_PAGE EXTRACT:_
"""

(W)hat will convince them? This, and this only: cease to call slavery wrong, and join them in calling it right. And this must be done thoroughly – done in acts as well as in words. Silence will not be tolerated – we must place ourselves avowedly with them. Senator Douglas’ new sedition law must be enacted and enforced, suppressing all declarations that slavery is wrong, whether made in politics, in presses, in pulpits, or in private. We must arrest and return their fugitive slaves with greedy pleasure. We must pull down our Free State constitutions. The whole atmosphere must be disinfected from all taint of opposition to slavery, before they will cease to believe that all their troubles proceed from us.- February 27, 1860
A Frosty Summer for Alan Dershowitz on Liberal Martha’s Vineyard
By Jess Bidgood and Julie Bosman, The New York Times
July 3, 2018
Acquaintances and friends of Mr. Dershowitz on the island confirmed that his increasingly vocal defenses of Mr. Trump on cable news have not been well received in these social circles, particularly in Chilmark, one of the most liberal enclaves of this liberal island — and the town where Mr. Dershowitz has owned a home for a quarter-century.
One Democratic couple who is used to running into Mr. Dershowitz at dinner parties said they have already been asking themselves: What are we going to do when we see Alan this summer?
“There’s been a lot of conversation,” Rose Styron, a poet and longtime Vineyard resident who is the widow of the author William Styron, said delicately, “and I have heard people express anger with him.”
On the eve of Independence Day, Mr. Dershowitz brought a simmering national debate over politics and social behavior to an island that prides itself on civility and diversity. For weeks, people who fiercely oppose the Trump administration’s immigration policies have engaged in social shaming, confronting members of the administration in public places.
In a Washington restaurant on Monday, a woman with a toddler approached Scott Pruitt, the administrator of the Environmental Protection Agency, and told him to resign over his policies and his repeated spending scandals. Kirstjen Nielsen, the homeland security secretary, was interrupted at a Mexican restaurant last month as protesters chanted during her meal. Employees at a Virginia restaurant urged the owner to ask Sarah Huckabee Sanders, the White House press secretary, to leave in response to Trump administration policies, including the deeply unpopular practice of separating migrant children from their parents at the border.

"""

[Point-labeling examples]
"""

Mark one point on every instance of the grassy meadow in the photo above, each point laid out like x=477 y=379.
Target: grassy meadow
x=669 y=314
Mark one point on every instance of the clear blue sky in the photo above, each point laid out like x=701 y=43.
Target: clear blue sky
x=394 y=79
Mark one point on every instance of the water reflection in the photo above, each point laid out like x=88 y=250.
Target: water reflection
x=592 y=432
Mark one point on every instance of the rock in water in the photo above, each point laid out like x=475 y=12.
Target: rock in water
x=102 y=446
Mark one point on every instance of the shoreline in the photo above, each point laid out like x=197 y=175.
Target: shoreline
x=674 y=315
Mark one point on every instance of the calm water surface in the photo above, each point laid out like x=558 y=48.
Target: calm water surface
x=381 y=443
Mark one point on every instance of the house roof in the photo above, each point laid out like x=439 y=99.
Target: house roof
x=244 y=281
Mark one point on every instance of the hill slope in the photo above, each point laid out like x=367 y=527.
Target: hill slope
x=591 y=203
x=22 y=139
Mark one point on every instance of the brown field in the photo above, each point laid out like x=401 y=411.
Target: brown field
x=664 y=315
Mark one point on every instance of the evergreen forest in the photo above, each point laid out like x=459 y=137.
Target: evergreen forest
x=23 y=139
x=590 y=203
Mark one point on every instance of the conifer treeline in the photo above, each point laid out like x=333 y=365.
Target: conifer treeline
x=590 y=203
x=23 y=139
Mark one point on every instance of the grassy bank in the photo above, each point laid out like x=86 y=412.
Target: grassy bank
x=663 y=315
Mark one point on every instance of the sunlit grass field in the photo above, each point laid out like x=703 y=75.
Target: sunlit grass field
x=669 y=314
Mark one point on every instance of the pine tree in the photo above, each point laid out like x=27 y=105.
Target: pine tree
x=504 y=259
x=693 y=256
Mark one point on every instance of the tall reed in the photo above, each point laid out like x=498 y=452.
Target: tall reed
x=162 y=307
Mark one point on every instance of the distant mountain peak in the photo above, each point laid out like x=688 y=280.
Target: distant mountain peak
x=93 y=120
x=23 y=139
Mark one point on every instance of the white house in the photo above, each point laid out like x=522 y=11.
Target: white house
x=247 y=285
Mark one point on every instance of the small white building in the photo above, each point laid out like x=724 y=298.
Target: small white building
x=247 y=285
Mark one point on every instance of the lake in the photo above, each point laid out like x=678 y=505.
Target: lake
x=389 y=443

"""

_SET OF TASKS:_
(A) Answer these questions about the page extract:
(i) What date follows the passage about slavery?
(ii) In which town has Mr. Dershowitz owned a home for a quarter-century?
(iii) Where was Kirstjen Nielsen interrupted last month?
(B) Can you carry on the page extract's article about Alan Dershowitz on Martha's Vineyard, starting after its last paragraph?
This material has no connection to the page extract.

_EXERCISE RESPONSES:_
(A)
(i) February 27, 1860
(ii) Chilmark
(iii) At a Mexican restaurant

(B)
Now the debate has reached far beyond the capital, to a place that has long been both an escape for the wealthy and an open forum for intellectual debate, where figures like Valerie Jarrett, Vernon Jordan and Carly Simon can be spotted playing golf, chatting at a cocktail party, or picking up local vegetables at a farm stand. On the Vineyard, Mr. Dershowitz is one of the most outspoken defenders of Mr. Trump, in a place frequented for decades by Kennedys, Clintons, Obamas and other Democratic royalty.
“It’s rare that I meet a real Trump supporter among the summer crowd,” said Tony Horwitz, a Pulitzer Prize-winning author and year-round resident of the Vineyard.
Mr. Dershowitz is not the first high-profile figure on this island whose views have been met with disapproval: In 1972, an artist was reported to have tried to throw Robert S. McNamara, the defense secretary who was an architect of the Vietnam War, overboard from the ferry to Martha’s Vineyard.
In a phone interview from his Chilmark home, Mr. Dershowitz said that he has not supported Mr. Trump’s political agenda, but has merely defended the president’s civil liberties, as he would for any person. Mr. Dershowitz said that a Vineyard friend who is a professor at the Massachusetts Institute of Technology had led an email campaign against him; he declined to name the professor.
“There’s a whole cabal of people who have decided that they will try to get people to stop interacting with me,” Mr. Dershowitz said. “The campaign has utterly failed. It’s affected my life zero. I’m not looking for sympathy.”
Well, to be fair there was that editorial in The Hill which is nothing but an extended whine for sympathy but I don’t have to look at your face in the mirror every morning Alan.
And I don’t have to resign myself to the fact that for the rest of my life the only people who can stand my stink are the sub-moronic racists and cynical greed heads and thieves that are Trump’s base.
Suck on that Iowa.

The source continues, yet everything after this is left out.